Gastro-Konzepte der Zukunft Teil 3: Low Waste im Isla Berlin
Gastro-Konzepte der Zukunft Teil 3: Low Waste im Isla Berlin
Zero Waste Cafés sind in aller Munde. Peter Duran und Philipp Reichel führen mit dem Isla Coffee in Berlin ein Café, das ursprünglich als gastronomisches Labor für Nachhaltigkeitsideen gedacht war.
„Mit dem Begriff Zero Waste tue ich mich schwer“, sagt Duran. Er findet, dass es mit dem Trend teilweise zu weit getrieben werde. Denn Zero Waste mache dann keinen Sinn mehr, wenn für die Wiederverwertung zu viele Ressourcen verschwendet würden. „Wir betreiben hier im Isla Coffee Kreislaufwirtschaft und Low Waste“, erklärt der Gastronom. Das bedeute, dass immer abgewägt würde, ob mit den Ressourcen verantwortungsvoll umgegangen wird. Dabei sehe er auch Arbeitszeit und Arbeitskräfte als Ressourcen.
Vom Tellerwäscher zum Nachhaltigkeitsspezialisten
Peter Duran kommt gebürtig aus Detroit in den USA. Neben seinem Nachhaltigkeitsstudium, spezialisiert auf Lebensmittel, jobbte er in der Gastronomie. Er wusch Teller ab oder kochte Kaffee. In Amsterdam schloss er sein Studium ab und kam 2014 nach Berlin. „Die Jobsuche war schwierig. Also begann ich im Café in der Markthalle 9 Vollzeit zu arbeiten. Dadurch habe ich auch mein Visum erhalten“, sagt Duran.
● ● ● ● ●
▸ **Gestellte Aufgabe 1**
Ermittle in den Datensätzen unten jede Zeile, die die Zeichenfolge „line“ enthält, und schreibe diese Zeilen unverändert ab. Achte dabei auf Groß- und Kleinschreibung.

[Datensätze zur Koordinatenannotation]
● ● ● ● ●
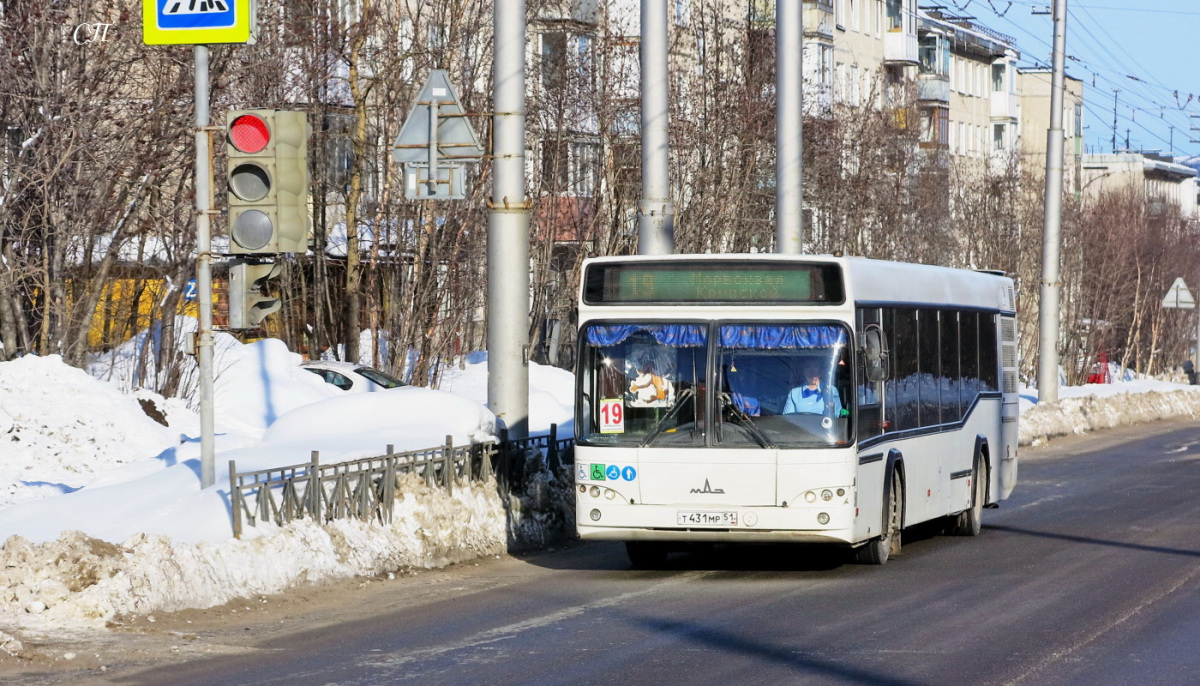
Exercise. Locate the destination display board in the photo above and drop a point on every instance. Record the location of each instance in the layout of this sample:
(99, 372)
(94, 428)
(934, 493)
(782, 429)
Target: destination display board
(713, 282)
● ● ● ● ●
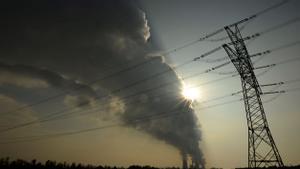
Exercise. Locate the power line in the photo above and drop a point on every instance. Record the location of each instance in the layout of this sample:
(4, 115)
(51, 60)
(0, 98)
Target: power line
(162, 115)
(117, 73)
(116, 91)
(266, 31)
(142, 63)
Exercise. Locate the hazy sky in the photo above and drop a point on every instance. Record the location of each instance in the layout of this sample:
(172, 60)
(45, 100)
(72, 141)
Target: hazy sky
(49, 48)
● ● ● ● ●
▸ **Gestellte Aufgabe 2**
Fasse den Absatz des Textes über das Isla Coffee, der mit „Peter Duran kommt gebürtig aus Detroit“ beginnt, als kurze Stichpunktliste zusammen und behalte die wesentlichen Fakten bei.

▸ **Richtige Lösung 1**
Exercise. Locate the power line in the photo above and drop a point on every instance. Record the location of each instance in the layout of this sample:
Target: power line

▸ **Richtige Lösung 2**
- Peter Duran stammt aus Detroit in den USA.
- Neben seinem Nachhaltigkeitsstudium mit Schwerpunkt Lebensmittel jobbte er in der Gastronomie. Dort wusch er Teller ab und kochte Kaffee.
- Sein Studium schloss er in Amsterdam ab und kam 2014 nach Berlin.
- Da die Jobsuche schwierig war, arbeitete er Vollzeit im Café in der Markthalle 9. Dadurch erhielt er auch sein Visum.